> [Exercise aim]: Reproduce the lines below word for word, omitting the pictures.

━━━

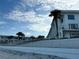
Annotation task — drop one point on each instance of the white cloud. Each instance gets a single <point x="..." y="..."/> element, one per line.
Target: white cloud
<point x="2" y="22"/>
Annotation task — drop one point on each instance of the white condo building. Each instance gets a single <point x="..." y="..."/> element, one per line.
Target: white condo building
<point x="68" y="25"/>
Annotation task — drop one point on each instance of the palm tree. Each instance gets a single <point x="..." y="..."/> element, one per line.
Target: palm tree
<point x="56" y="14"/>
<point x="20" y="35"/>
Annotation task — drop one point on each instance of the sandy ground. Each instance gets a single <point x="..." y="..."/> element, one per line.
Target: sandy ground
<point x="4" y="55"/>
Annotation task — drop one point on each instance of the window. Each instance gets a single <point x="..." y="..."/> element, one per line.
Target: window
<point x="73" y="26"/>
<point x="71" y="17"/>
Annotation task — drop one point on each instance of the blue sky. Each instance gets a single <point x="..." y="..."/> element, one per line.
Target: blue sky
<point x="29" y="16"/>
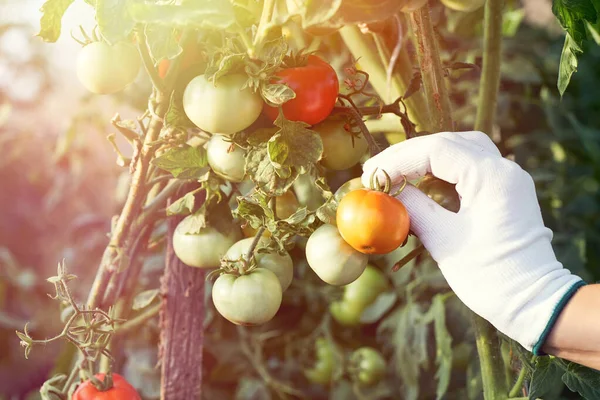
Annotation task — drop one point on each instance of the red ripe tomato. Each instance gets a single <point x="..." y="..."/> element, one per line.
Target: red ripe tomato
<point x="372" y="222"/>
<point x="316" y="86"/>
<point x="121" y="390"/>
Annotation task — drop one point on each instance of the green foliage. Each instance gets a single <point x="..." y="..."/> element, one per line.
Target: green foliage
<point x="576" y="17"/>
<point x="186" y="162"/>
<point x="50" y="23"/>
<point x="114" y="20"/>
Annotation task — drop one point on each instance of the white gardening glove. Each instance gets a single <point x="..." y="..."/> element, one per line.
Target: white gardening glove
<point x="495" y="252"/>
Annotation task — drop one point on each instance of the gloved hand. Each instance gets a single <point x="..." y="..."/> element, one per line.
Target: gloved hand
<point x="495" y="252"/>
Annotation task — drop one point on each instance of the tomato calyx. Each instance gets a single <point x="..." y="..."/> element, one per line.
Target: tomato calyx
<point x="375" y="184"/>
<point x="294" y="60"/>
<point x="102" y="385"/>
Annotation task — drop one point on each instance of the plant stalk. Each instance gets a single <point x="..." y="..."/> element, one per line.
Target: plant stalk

━━━

> [Correct result]:
Annotation task — drop one point on each instance of the white cloud. Each instance gets a single <point x="..." y="..."/> element, one per line.
Target: white cloud
<point x="2" y="22"/>
Annotation task — drop one point on each instance of the white condo building. Each instance gets a single <point x="..." y="..."/> element, one per line.
Target: white condo building
<point x="68" y="25"/>
Annotation task — drop one point on each instance of the palm tree. Each instance gets a single <point x="..." y="..."/> element, one per line.
Target: palm tree
<point x="56" y="14"/>
<point x="20" y="35"/>
Annotation task — drop one point on each instance of the sandy ground. Each instance gets a single <point x="..." y="..."/> element, one per line.
Target: sandy ground
<point x="4" y="55"/>
Annotation task — drop one point on each instance of the window. Each instance gets a single <point x="..." y="..."/> element, one per line.
Target: window
<point x="73" y="26"/>
<point x="71" y="17"/>
Annotation task — drop one point on each instance of the blue sky. Each instance gets a single <point x="..." y="..."/> element, one per line.
Target: blue sky
<point x="29" y="16"/>
Annotation task — drop one point on each instance of the red ripe tomato. Each instance gets a single <point x="..." y="..."/> element, one per line.
Target: red ripe tomato
<point x="372" y="222"/>
<point x="316" y="86"/>
<point x="121" y="390"/>
Annotation task — drop one point on each instance of the green foliage. Each instance gets a single <point x="..." y="..."/> element, one per line.
Target: green foliage
<point x="576" y="17"/>
<point x="186" y="162"/>
<point x="50" y="23"/>
<point x="114" y="20"/>
Annotation task — drop one point on each instance of the white gardening glove. Each instance gets a single <point x="..." y="..."/> element, one per line.
Target: white gardening glove
<point x="495" y="252"/>
Annotation task — drop one point on each instance of the gloved hand. Each instance gets a single <point x="..." y="..."/> element, one per line.
Target: gloved hand
<point x="495" y="252"/>
Annotation task — drop one point on each instance of the tomato calyx. Each instance gets a single <point x="..." y="..."/> element, one per line.
Target: tomato calyx
<point x="375" y="184"/>
<point x="294" y="60"/>
<point x="102" y="385"/>
Annotation task — drop one point on each instance of the plant stalk. Each instance gets a single <point x="..." y="..."/> element, one per line.
Target: plant stalk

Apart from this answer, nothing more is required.